Rewrite every line of the entries below as a single numbered list, leaving out any blank lines.

========================================================================

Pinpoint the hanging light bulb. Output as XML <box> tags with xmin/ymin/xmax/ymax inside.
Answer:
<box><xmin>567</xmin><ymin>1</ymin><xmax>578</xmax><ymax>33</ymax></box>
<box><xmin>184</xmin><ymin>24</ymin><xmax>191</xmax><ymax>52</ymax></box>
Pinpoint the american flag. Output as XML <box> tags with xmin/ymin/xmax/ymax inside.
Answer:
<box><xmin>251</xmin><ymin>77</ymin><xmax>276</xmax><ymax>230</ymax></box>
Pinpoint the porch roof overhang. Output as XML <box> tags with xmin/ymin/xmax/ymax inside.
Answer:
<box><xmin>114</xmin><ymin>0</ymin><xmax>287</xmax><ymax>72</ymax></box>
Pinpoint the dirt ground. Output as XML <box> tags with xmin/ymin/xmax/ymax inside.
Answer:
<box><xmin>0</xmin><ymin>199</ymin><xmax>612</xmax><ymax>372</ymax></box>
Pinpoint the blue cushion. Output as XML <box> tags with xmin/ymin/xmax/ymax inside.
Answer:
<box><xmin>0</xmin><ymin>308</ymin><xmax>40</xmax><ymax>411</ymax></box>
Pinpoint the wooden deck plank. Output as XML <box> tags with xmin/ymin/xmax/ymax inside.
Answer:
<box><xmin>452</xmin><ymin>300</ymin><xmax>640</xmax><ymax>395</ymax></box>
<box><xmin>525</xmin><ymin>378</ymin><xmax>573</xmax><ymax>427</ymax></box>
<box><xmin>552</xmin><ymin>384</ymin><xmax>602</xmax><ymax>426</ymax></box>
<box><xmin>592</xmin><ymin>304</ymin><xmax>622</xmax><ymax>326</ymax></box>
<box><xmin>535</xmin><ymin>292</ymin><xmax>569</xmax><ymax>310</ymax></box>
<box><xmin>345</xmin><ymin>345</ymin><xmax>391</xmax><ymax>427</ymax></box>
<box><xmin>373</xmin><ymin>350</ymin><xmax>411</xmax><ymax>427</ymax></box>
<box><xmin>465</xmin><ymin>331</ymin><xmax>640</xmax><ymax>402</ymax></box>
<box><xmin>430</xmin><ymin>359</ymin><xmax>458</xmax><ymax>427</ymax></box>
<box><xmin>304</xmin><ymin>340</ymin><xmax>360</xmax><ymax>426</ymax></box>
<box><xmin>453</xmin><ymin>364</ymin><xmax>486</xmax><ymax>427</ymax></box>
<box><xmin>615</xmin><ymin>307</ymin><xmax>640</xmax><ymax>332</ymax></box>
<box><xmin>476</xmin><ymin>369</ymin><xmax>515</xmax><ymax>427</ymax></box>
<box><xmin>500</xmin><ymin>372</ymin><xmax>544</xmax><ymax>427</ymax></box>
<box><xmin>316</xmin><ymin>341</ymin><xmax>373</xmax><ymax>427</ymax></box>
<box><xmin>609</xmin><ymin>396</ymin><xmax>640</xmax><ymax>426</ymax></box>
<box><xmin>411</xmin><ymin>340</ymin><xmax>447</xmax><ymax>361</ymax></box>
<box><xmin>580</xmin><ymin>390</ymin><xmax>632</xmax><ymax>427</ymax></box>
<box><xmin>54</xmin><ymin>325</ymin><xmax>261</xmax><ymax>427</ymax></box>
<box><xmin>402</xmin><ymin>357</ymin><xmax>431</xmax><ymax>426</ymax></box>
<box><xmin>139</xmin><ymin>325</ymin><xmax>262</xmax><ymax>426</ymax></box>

========================================================================

_Reply to the task_
1. Pinpoint the hanging light bulb. Output as XML <box> tags with xmin/ymin/xmax/ymax inside.
2. Answer:
3. <box><xmin>567</xmin><ymin>1</ymin><xmax>578</xmax><ymax>33</ymax></box>
4. <box><xmin>184</xmin><ymin>24</ymin><xmax>191</xmax><ymax>52</ymax></box>
5. Pinpoint the american flag. Output as XML <box> tags with xmin/ymin/xmax/ymax inside.
6. Answer:
7. <box><xmin>251</xmin><ymin>77</ymin><xmax>276</xmax><ymax>230</ymax></box>
8. Pinpoint the porch roof overhang. Output as XML <box> tags with xmin/ymin/xmax/ymax inside.
9. Answer:
10. <box><xmin>114</xmin><ymin>0</ymin><xmax>287</xmax><ymax>72</ymax></box>
11. Pinpoint the dirt ground. Output as XML <box> tags with xmin/ymin/xmax/ymax inside.
12. Answer:
13. <box><xmin>0</xmin><ymin>199</ymin><xmax>612</xmax><ymax>372</ymax></box>
14. Pinpoint the blue cushion. Output as XML <box> tags with xmin/ymin/xmax/ymax inside.
15. Answer:
16. <box><xmin>0</xmin><ymin>308</ymin><xmax>40</xmax><ymax>411</ymax></box>
17. Pinpoint the wooden deck plank. Output as XML <box> tags with xmin/ymin/xmax/ymax inside.
18. Answer:
19. <box><xmin>452</xmin><ymin>300</ymin><xmax>640</xmax><ymax>395</ymax></box>
20. <box><xmin>525</xmin><ymin>378</ymin><xmax>573</xmax><ymax>427</ymax></box>
21. <box><xmin>552</xmin><ymin>384</ymin><xmax>602</xmax><ymax>426</ymax></box>
22. <box><xmin>592</xmin><ymin>304</ymin><xmax>622</xmax><ymax>326</ymax></box>
23. <box><xmin>535</xmin><ymin>292</ymin><xmax>569</xmax><ymax>310</ymax></box>
24. <box><xmin>345</xmin><ymin>345</ymin><xmax>391</xmax><ymax>427</ymax></box>
25. <box><xmin>373</xmin><ymin>350</ymin><xmax>411</xmax><ymax>427</ymax></box>
26. <box><xmin>465</xmin><ymin>331</ymin><xmax>640</xmax><ymax>402</ymax></box>
27. <box><xmin>430</xmin><ymin>359</ymin><xmax>458</xmax><ymax>427</ymax></box>
28. <box><xmin>304</xmin><ymin>340</ymin><xmax>360</xmax><ymax>426</ymax></box>
29. <box><xmin>453</xmin><ymin>364</ymin><xmax>486</xmax><ymax>427</ymax></box>
30. <box><xmin>615</xmin><ymin>307</ymin><xmax>640</xmax><ymax>332</ymax></box>
31. <box><xmin>476</xmin><ymin>369</ymin><xmax>515</xmax><ymax>427</ymax></box>
32. <box><xmin>500</xmin><ymin>372</ymin><xmax>544</xmax><ymax>427</ymax></box>
33. <box><xmin>316</xmin><ymin>341</ymin><xmax>373</xmax><ymax>427</ymax></box>
34. <box><xmin>609</xmin><ymin>396</ymin><xmax>640</xmax><ymax>426</ymax></box>
35. <box><xmin>411</xmin><ymin>340</ymin><xmax>447</xmax><ymax>361</ymax></box>
36. <box><xmin>580</xmin><ymin>390</ymin><xmax>632</xmax><ymax>427</ymax></box>
37. <box><xmin>54</xmin><ymin>325</ymin><xmax>261</xmax><ymax>427</ymax></box>
38. <box><xmin>402</xmin><ymin>357</ymin><xmax>431</xmax><ymax>426</ymax></box>
39. <box><xmin>139</xmin><ymin>325</ymin><xmax>262</xmax><ymax>426</ymax></box>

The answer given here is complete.